* YOUR GOAL: Transcribe all the entries that follow, leaving nothing out.
(ENTRIES SUPPLIED Opens)
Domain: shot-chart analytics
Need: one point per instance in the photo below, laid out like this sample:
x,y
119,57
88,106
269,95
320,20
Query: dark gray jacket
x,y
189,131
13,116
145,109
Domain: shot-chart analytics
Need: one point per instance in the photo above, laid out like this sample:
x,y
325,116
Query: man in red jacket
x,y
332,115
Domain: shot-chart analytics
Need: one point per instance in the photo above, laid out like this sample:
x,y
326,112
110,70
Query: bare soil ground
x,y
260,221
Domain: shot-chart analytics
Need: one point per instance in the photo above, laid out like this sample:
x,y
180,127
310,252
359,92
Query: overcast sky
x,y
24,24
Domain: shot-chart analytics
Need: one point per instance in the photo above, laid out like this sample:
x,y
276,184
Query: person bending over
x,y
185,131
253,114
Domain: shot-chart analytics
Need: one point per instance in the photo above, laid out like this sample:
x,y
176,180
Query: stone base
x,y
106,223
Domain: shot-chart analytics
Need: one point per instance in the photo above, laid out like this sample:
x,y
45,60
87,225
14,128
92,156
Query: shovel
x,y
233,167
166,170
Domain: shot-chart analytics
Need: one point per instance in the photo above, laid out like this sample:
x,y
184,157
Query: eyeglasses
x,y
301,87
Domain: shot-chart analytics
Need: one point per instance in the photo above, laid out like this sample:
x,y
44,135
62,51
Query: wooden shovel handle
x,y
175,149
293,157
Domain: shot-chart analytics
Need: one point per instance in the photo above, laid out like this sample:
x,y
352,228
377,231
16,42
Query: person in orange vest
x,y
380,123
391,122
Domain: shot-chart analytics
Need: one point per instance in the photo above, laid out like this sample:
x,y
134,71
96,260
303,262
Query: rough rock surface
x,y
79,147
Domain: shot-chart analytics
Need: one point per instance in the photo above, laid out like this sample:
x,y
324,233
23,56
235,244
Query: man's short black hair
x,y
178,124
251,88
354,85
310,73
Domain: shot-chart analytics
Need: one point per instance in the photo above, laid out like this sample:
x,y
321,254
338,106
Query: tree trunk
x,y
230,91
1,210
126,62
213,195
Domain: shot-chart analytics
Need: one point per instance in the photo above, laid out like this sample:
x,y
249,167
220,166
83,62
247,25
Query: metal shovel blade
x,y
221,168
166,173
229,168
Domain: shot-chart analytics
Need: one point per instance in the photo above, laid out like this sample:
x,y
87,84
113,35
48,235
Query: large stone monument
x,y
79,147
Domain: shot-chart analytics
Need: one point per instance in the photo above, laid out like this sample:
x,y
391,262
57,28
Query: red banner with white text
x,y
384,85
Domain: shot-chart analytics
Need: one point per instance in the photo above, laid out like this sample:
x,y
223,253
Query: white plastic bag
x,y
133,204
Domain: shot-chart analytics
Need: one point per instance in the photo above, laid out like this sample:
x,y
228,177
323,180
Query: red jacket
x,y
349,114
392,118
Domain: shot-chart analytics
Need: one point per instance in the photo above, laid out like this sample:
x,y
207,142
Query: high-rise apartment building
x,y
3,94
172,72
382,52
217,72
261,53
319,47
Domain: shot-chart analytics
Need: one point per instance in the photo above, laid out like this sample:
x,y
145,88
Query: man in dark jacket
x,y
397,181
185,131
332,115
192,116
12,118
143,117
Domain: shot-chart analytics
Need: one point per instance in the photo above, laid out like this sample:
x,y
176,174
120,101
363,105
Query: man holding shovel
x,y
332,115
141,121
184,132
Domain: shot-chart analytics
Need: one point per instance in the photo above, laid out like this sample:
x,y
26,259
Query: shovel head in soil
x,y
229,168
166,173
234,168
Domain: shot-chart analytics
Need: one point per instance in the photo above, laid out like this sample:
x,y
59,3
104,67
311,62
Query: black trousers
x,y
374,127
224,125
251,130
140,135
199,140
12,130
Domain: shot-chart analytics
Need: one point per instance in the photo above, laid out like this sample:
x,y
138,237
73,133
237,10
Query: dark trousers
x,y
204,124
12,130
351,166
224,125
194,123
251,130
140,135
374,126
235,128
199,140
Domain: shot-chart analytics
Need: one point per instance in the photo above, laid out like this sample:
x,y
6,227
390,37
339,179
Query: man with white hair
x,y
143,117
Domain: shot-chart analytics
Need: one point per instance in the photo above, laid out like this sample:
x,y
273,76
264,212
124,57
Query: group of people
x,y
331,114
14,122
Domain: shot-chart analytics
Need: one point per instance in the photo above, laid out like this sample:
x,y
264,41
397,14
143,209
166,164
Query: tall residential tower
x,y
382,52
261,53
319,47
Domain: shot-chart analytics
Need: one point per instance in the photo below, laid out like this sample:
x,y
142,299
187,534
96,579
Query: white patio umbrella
(ENTRIES SUPPLIED Closes)
* THE ANSWER:
Domain: shot-chart analytics
Need: one point per instance in the photo below, laid out like this sample:
x,y
119,57
88,106
269,95
320,20
Query: dark gray jacket
x,y
189,131
13,116
145,109
Domain: shot-chart analytics
Need: one point per instance in the photo above, laid out like this sample:
x,y
325,116
Query: man in red jacket
x,y
332,115
Domain: shot-chart analytics
Need: one point per instance in the photo above, laid out like this sample:
x,y
326,112
110,70
Query: bare soil ground
x,y
260,221
Domain: shot-chart analytics
Need: one point per instance in the photo above, laid out like this sample:
x,y
180,127
310,252
359,92
Query: overcast sky
x,y
24,24
Domain: shot-chart analytics
Need: one point per instance in the photo above, laid out like this sample:
x,y
276,184
Query: person bending over
x,y
185,131
253,114
Domain: shot-chart analytics
Need: one point per instance in the photo above, laid out like this sample:
x,y
176,180
Query: stone base
x,y
106,223
Domain: shot-chart analytics
Need: one point per instance in the photo above, laid out like this sample:
x,y
45,60
87,225
14,128
92,156
Query: shovel
x,y
233,167
166,170
Domain: shot-chart analytics
Need: one point per instance in the photo above, laid out like this sample:
x,y
184,157
Query: eyeglasses
x,y
301,87
Domain: shot-chart analytics
Need: one point per instance in the photo above, laid out like this sample:
x,y
44,135
62,51
Query: wooden shovel handle
x,y
175,149
293,157
Domain: shot-chart analytics
Need: one point per instance in the photo above, laid out like this sample:
x,y
352,228
377,231
16,42
Query: person in orange vest
x,y
380,123
391,122
Domain: shot-chart analytics
Need: one point per instance in the photo above, laid out like this sample:
x,y
134,71
96,260
303,262
Query: rough rock surface
x,y
79,147
Domain: shot-chart analytics
Need: one point per instance in the photo above, laid out like this sample:
x,y
324,233
23,56
235,244
Query: man's short black hair
x,y
178,124
251,88
354,85
310,73
Domain: shot-chart analytics
Need: one point per instance in the photo above, laid out like this sample:
x,y
321,254
338,106
Query: tree trunk
x,y
230,91
1,210
126,62
213,195
Domain: shot-chart analytics
Need: one point per instance in the photo above, laid out like this sample:
x,y
249,167
220,166
83,62
247,25
Query: metal shovel blade
x,y
221,168
166,173
229,168
Domain: shot-chart analytics
Need: one point per instance in the photo above, laid out like this sample:
x,y
87,84
113,35
48,235
Query: large stone monument
x,y
79,147
Domain: shot-chart analytics
Need: one point per instance in the photo above, laid out like this sample:
x,y
391,262
57,28
Query: red banner with white text
x,y
384,85
Domain: shot-chart analytics
Need: one point per instance in the photo above, laid out like this sample:
x,y
223,253
Query: white plastic bag
x,y
133,204
Domain: shot-chart analytics
Need: one point per instance in the photo above, laid out like this sample:
x,y
228,177
323,180
Query: red jacket
x,y
349,114
392,118
Domain: shot-chart analytics
Need: one point per instance in the photo above, laid out like this sample:
x,y
207,142
Query: high-rise apartment building
x,y
3,94
172,72
382,52
217,72
261,53
319,47
Domain: shot-chart analytics
Need: one point per instance in the photo above, laid out like this sample:
x,y
145,88
Query: man in dark jacket
x,y
397,181
185,131
332,115
192,116
12,118
143,117
Domain: shot-chart analytics
Need: one point per instance in the photo above, laid out like this sample:
x,y
176,174
120,101
363,105
Query: man holding shovel
x,y
332,115
141,121
184,132
Domain: shot-chart analytics
Need: one point per instance in the photo above, laid out like this sample:
x,y
26,259
Query: shovel head in soil
x,y
229,168
166,173
234,168
Domain: shot-chart analytics
Need: one point per instance in the photo above, laid out like this sample:
x,y
59,3
104,67
311,62
Query: black trousers
x,y
374,127
224,125
251,130
140,135
199,140
12,130
Domain: shot-chart analytics
Need: one point per instance in the photo above, laid out like this sample:
x,y
138,237
73,133
237,10
Query: dark trousers
x,y
204,124
12,130
351,166
224,125
194,123
251,130
140,135
374,126
235,128
199,140
Domain: shot-chart analytics
Need: one point per instance in the photo above, laid out like this sample:
x,y
6,227
390,37
339,179
Query: man with white hair
x,y
143,117
Domain: shot-chart analytics
Need: one point per instance in the photo above, laid out like this sample:
x,y
273,76
264,212
124,57
Query: group of people
x,y
331,114
14,122
Domain: shot-chart analytics
Need: one point per instance in the photo above, laid out like this sample:
x,y
264,41
397,14
143,209
166,164
Query: tall residential tower
x,y
382,52
261,53
319,47
Domain: shot-chart analytics
Need: one point per instance in the photo below, laid out like this sample:
x,y
142,299
187,534
96,579
Query: white patio umbrella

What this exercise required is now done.